As I mentioned last week, Sapient and Kelly recently debated two Christian evangelists (actor Kirk Cameron and pastor Ray Comfort) on ABC News's "Nightline Face-Off." Their topic: "Does God Exist?"

In March, Cameron and Comfort watched a "Nightline" segment that profiled RRS and its "Blasphemy Challenge," which invites teens to deny the existence of the Holy Spirit on videotape, then post it on YouTube. The evangelists, whose "The Way of the Master" radio and TV program had previously been featured on "Nightline," asked the show's producers to sponsor a debate between them and RRS.

Cameron and Comfort wanted to challenge the RRS claim that to believe in God is irrational. ABC agreed and the 90-some-minute debate was streamed live via the Internet with excerpts later aired on "Nightline."

Before the debate, it was widely publicized that Cameron and Comfort would prove scientifically that God exists without appealing to faith or the Bible. But at the start of the debate Cameron said they proposed to show "that the existence of God can be proven, 100%, without the use of faith."

To me, there is a difference. And in the course of the debate, Comfort did point to the Bible's Ten Commandments while making a moral argument for the existence of God. Sapient called foul.

Had I chosen the question for the debate, I'd have instead made it "Is It Irrational to Believe in God?" As it was, this was a debate no one won — not the atheists, not the theists and certainly not the audience.

> _Activity 1_:
Repeat the rows between the line containing "negative clicks: (246, 265)" and the last line of the rows, inclusive.

> _Task inputs_:
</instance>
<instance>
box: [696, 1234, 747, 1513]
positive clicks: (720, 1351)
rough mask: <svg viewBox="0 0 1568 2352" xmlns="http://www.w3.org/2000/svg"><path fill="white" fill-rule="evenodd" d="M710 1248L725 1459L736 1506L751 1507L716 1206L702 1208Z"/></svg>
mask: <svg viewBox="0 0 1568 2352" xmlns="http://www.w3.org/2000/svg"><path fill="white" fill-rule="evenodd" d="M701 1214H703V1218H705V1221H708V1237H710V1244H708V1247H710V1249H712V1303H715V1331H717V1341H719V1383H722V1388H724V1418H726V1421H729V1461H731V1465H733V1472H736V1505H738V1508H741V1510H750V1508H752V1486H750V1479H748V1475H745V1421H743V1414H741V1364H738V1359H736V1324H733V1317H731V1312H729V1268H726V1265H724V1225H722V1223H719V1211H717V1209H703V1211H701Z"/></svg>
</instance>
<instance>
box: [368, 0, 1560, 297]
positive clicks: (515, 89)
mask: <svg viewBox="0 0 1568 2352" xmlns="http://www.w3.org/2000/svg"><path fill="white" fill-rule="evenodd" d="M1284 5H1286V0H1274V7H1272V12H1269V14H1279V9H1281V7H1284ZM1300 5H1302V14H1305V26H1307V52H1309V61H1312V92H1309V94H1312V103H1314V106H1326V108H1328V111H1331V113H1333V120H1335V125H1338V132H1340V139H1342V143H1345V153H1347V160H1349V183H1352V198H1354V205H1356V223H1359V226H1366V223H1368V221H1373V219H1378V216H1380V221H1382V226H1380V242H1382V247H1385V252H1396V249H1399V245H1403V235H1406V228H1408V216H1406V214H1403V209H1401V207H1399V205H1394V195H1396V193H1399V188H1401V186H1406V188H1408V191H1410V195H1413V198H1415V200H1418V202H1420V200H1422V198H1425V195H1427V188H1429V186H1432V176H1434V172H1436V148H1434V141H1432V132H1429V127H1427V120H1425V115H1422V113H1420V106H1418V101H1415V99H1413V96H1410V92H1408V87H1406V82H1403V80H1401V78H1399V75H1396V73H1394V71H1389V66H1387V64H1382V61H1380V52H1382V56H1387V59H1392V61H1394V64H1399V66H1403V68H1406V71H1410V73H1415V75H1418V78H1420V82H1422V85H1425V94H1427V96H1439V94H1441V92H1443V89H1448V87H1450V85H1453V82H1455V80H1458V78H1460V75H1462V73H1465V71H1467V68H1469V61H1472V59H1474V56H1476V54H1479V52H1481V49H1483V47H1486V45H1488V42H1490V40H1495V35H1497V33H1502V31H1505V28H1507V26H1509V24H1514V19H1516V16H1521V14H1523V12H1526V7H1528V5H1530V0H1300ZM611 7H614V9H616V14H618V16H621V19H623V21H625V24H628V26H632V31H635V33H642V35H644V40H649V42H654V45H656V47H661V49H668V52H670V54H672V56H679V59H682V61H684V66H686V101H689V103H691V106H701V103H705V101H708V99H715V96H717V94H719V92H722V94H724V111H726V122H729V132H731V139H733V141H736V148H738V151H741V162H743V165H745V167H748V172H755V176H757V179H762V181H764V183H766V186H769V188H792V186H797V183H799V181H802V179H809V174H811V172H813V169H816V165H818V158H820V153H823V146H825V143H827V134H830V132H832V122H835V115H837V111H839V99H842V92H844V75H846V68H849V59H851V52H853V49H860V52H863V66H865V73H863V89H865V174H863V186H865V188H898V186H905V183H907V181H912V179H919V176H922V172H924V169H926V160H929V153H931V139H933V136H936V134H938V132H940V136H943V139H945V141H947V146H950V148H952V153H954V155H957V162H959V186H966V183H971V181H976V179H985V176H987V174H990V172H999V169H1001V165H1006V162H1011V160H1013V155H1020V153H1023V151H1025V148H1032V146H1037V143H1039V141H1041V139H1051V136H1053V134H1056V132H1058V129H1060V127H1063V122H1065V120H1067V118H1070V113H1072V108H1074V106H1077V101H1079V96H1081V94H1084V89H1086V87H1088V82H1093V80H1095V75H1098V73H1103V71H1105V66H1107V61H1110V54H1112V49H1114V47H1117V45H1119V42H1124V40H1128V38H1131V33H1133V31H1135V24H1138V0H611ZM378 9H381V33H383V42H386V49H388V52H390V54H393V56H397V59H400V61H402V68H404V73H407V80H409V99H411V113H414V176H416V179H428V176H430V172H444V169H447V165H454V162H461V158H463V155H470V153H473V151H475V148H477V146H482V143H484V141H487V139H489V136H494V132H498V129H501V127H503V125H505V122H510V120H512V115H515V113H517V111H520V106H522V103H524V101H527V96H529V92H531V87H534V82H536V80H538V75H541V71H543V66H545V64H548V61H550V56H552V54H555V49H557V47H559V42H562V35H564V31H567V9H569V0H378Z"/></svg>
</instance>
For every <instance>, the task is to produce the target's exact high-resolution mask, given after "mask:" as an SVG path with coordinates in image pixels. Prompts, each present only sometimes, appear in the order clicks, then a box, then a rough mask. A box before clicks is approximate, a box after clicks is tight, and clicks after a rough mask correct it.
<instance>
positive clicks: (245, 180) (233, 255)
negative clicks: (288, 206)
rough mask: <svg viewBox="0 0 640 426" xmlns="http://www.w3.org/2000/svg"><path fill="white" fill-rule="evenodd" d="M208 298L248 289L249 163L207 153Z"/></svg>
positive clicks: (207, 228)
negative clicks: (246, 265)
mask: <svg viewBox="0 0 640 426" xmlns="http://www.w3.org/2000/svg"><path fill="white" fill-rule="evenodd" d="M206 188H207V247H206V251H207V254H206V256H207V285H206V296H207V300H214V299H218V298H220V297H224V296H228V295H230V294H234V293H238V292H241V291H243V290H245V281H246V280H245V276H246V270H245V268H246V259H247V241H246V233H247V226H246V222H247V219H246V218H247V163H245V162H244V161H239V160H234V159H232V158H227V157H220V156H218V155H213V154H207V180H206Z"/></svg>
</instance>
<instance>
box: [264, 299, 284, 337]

> _Activity 2_:
Transcribe the passage about the "Does God Exist?" debate between "Had I chosen" and "not the audience.", inclusive.

> _Answer box 1_:
negative clicks: (246, 265)
mask: <svg viewBox="0 0 640 426" xmlns="http://www.w3.org/2000/svg"><path fill="white" fill-rule="evenodd" d="M206 188H207V247H206V251H207V254H206V256H207V285H206V296H207V300H214V299H218V298H220V297H224V296H228V295H230V294H234V293H238V292H241V291H243V290H245V281H246V280H245V276H246V270H245V268H246V259H247V241H246V233H247V226H246V222H247V219H246V218H247V163H245V162H244V161H239V160H234V159H232V158H227V157H220V156H218V155H213V154H207V180H206Z"/></svg>
</instance>
<instance>
box: [264, 299, 284, 337]

> _Answer box 2_:
Had I chosen the question for the debate, I'd have instead made it "Is It Irrational to Believe in God?" As it was, this was a debate no one won — not the atheists, not the theists and certainly not the audience.